Supplied material:
- Opening Delimiter -

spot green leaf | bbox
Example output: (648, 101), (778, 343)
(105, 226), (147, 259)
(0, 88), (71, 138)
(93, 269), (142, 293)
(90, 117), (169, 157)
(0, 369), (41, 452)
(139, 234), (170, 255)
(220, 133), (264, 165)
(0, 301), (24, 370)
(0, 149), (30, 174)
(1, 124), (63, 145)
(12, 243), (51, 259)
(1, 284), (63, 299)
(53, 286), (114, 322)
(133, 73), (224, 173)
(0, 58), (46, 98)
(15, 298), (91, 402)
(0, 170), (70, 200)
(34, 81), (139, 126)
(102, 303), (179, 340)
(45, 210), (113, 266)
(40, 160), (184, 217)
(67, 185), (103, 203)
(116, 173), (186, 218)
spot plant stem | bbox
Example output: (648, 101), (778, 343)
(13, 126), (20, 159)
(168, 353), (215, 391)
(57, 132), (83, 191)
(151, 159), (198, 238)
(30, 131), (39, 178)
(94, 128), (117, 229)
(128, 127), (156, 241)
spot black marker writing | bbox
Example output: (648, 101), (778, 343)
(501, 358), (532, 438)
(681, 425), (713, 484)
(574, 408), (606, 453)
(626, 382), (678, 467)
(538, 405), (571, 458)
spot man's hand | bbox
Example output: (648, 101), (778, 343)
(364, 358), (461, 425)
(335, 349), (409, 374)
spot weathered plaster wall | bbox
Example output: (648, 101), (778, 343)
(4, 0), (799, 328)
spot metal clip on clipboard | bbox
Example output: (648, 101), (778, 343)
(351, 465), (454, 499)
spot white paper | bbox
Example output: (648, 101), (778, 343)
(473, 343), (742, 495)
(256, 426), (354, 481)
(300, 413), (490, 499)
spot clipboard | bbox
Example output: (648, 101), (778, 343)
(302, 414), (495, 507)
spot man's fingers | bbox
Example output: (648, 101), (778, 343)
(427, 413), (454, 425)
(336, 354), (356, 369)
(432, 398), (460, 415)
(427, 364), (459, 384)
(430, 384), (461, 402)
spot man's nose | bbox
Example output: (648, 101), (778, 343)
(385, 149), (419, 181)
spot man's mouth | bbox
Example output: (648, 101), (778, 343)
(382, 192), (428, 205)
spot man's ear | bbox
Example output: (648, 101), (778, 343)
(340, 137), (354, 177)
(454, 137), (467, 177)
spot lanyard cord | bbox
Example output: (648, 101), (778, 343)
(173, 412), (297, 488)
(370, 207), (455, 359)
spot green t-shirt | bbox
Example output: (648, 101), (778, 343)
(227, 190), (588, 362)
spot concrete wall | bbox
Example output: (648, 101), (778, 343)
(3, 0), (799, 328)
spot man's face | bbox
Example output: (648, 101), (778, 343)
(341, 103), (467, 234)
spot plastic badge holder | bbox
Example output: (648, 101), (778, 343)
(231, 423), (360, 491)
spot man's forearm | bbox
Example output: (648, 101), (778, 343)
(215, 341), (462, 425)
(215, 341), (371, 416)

- Closing Delimiter -

What you need to do:
Repeat what the records above say. Use their exact words.

Your response:
spot green leaf | bbox
Example output: (648, 101), (778, 343)
(105, 226), (147, 259)
(0, 88), (71, 138)
(93, 269), (142, 293)
(90, 117), (169, 157)
(0, 369), (41, 452)
(139, 234), (170, 255)
(220, 133), (264, 165)
(0, 301), (24, 370)
(0, 149), (30, 174)
(1, 124), (63, 145)
(12, 243), (51, 259)
(1, 284), (63, 299)
(53, 286), (114, 322)
(133, 73), (224, 173)
(0, 58), (46, 98)
(15, 298), (91, 402)
(0, 170), (70, 200)
(34, 81), (139, 126)
(102, 303), (179, 340)
(45, 210), (113, 266)
(40, 160), (184, 217)
(67, 185), (103, 203)
(116, 173), (186, 218)
spot plant stem | bbox
Example output: (648, 101), (778, 343)
(13, 126), (20, 159)
(168, 353), (215, 391)
(57, 132), (83, 191)
(151, 159), (198, 238)
(30, 131), (39, 178)
(94, 128), (117, 229)
(128, 127), (156, 241)
spot black marker writing | bbox
Example output: (648, 101), (778, 343)
(501, 358), (532, 438)
(681, 425), (713, 484)
(574, 408), (606, 453)
(626, 382), (678, 467)
(538, 405), (571, 458)
spot man's hand | bbox
Example output: (648, 101), (778, 343)
(364, 358), (461, 425)
(335, 349), (409, 374)
spot weathered plaster wall | bbox
Example output: (648, 101), (778, 343)
(4, 0), (799, 328)
spot metal clip on clipboard | bbox
Example output: (648, 101), (778, 343)
(351, 465), (454, 499)
spot white paper | bbox
Example output: (648, 101), (778, 343)
(473, 343), (742, 495)
(256, 426), (354, 481)
(300, 413), (490, 499)
spot clipboard | bbox
Example output: (648, 101), (778, 343)
(302, 414), (495, 507)
spot man's fingers | bbox
Example output: (648, 101), (778, 343)
(427, 413), (454, 425)
(336, 354), (356, 369)
(432, 398), (460, 415)
(427, 364), (459, 384)
(430, 384), (461, 402)
spot man's nose | bbox
Example output: (648, 101), (778, 343)
(385, 149), (419, 181)
spot man's mouth | bbox
Example output: (648, 101), (778, 343)
(382, 192), (428, 205)
spot man's ear | bbox
Example output: (648, 101), (778, 343)
(340, 137), (354, 177)
(454, 137), (467, 177)
spot lanyard cord | bbox
Example output: (648, 101), (778, 343)
(173, 412), (297, 488)
(370, 207), (455, 359)
spot green t-shirt | bbox
Example output: (648, 101), (778, 343)
(227, 190), (588, 362)
spot concrete wall | bbox
Example output: (648, 101), (778, 343)
(3, 0), (799, 328)
spot man's face | bbox
Example output: (648, 101), (778, 343)
(341, 103), (467, 234)
spot plastic badge holder | bbox
Example output: (648, 101), (778, 343)
(231, 423), (360, 491)
spot man's forearm | bbox
Example output: (648, 101), (778, 343)
(215, 341), (462, 425)
(215, 341), (371, 416)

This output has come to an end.